Repeat, without any change, the entries presented below.

Source data
○ ○ ○ ○ ○
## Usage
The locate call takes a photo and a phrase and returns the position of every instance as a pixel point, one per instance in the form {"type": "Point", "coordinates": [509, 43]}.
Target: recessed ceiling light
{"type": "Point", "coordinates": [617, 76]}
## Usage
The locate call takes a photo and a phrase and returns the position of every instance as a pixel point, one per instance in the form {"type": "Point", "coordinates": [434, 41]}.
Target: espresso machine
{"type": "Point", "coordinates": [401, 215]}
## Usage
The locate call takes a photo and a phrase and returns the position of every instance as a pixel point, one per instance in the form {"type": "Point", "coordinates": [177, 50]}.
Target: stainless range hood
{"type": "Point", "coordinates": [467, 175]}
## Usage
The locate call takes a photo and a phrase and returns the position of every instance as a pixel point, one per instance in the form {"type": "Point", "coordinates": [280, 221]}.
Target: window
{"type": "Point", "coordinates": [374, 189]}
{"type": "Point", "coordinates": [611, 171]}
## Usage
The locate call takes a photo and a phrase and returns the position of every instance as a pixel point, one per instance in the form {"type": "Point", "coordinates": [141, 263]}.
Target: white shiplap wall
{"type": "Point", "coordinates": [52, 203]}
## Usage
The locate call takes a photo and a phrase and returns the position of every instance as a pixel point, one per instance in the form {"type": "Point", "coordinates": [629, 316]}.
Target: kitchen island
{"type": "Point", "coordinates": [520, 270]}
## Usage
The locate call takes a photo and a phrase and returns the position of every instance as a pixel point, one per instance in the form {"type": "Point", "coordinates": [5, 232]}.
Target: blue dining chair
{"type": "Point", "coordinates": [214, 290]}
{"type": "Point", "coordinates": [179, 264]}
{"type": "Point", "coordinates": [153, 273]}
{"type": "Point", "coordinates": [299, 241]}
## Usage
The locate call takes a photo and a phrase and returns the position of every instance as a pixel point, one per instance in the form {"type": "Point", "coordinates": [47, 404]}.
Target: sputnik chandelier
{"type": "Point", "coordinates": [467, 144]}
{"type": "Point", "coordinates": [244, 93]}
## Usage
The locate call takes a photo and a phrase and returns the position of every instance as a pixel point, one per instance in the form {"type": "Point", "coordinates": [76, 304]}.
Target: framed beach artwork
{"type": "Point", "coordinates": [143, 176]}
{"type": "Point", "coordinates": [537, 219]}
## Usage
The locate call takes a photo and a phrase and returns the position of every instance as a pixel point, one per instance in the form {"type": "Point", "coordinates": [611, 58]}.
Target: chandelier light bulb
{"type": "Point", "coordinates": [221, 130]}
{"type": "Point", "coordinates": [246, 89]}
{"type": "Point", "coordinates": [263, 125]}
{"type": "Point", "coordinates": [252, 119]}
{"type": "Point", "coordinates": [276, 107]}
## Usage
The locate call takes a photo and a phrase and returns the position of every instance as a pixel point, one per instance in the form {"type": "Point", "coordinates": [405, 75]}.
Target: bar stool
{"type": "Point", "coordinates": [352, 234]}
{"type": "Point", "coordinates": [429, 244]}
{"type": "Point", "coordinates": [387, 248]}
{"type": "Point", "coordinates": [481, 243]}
○ ○ ○ ○ ○
Answer to this task:
## Usage
The locate call takes a photo and a phrase and returns the position of every instance as a pixel point, one per instance in the form {"type": "Point", "coordinates": [509, 43]}.
Target: recessed ceiling light
{"type": "Point", "coordinates": [617, 76]}
## Usage
The locate call takes a photo and a phrase and returns the position of every instance as a pixel point, one per instance in the form {"type": "Point", "coordinates": [434, 41]}.
Target: espresso machine
{"type": "Point", "coordinates": [401, 215]}
## Usage
The locate call takes a photo and a phrase and returns the position of every instance as a pixel point, one per instance in the form {"type": "Point", "coordinates": [177, 50]}.
Target: stainless range hood
{"type": "Point", "coordinates": [467, 175]}
## Usage
The locate call takes a photo and a phrase and returns the position of every instance as a pixel point, one per instance in the form {"type": "Point", "coordinates": [280, 221]}.
Target: window
{"type": "Point", "coordinates": [374, 189]}
{"type": "Point", "coordinates": [611, 171]}
## Usage
The locate call takes a photo and a phrase and returns the position of every instance as a pixel point, one per instance in the form {"type": "Point", "coordinates": [141, 263]}.
Target: white shiplap wall
{"type": "Point", "coordinates": [52, 203]}
## Usage
The locate call takes a photo and a phrase and returns the position of every instance as a pixel point, one per instance in the form {"type": "Point", "coordinates": [629, 316]}.
Target: kitchen island
{"type": "Point", "coordinates": [520, 270]}
## Usage
The locate call takes a photo and a phrase and returns the position of every instance as a pixel point, one per instance in the form {"type": "Point", "coordinates": [5, 232]}.
Target: blue dining chair
{"type": "Point", "coordinates": [214, 290]}
{"type": "Point", "coordinates": [179, 264]}
{"type": "Point", "coordinates": [153, 273]}
{"type": "Point", "coordinates": [299, 241]}
## Usage
The locate call takes a photo and a phrase and returns the position of every instance as a pixel point, one per instance in the form {"type": "Point", "coordinates": [47, 404]}.
Target: sputnik chandelier
{"type": "Point", "coordinates": [467, 144]}
{"type": "Point", "coordinates": [244, 93]}
## Usage
The locate call takes a photo and a phrase and returns the position of every instance as a pixel point, one per instance in the form {"type": "Point", "coordinates": [76, 304]}.
Target: framed beach artwork
{"type": "Point", "coordinates": [143, 176]}
{"type": "Point", "coordinates": [537, 219]}
## Usage
The locate call takes a photo and a phrase and returns the position of every instance as a pixel point, one per instance in the form {"type": "Point", "coordinates": [611, 58]}.
Target: chandelier light bulb
{"type": "Point", "coordinates": [221, 130]}
{"type": "Point", "coordinates": [246, 89]}
{"type": "Point", "coordinates": [263, 125]}
{"type": "Point", "coordinates": [252, 119]}
{"type": "Point", "coordinates": [276, 107]}
## Usage
The locate call takes a photo and a phrase and returns the position of every instance as a pixel point, one per instance in the form {"type": "Point", "coordinates": [405, 75]}.
Target: bar stool
{"type": "Point", "coordinates": [352, 234]}
{"type": "Point", "coordinates": [429, 244]}
{"type": "Point", "coordinates": [387, 248]}
{"type": "Point", "coordinates": [481, 243]}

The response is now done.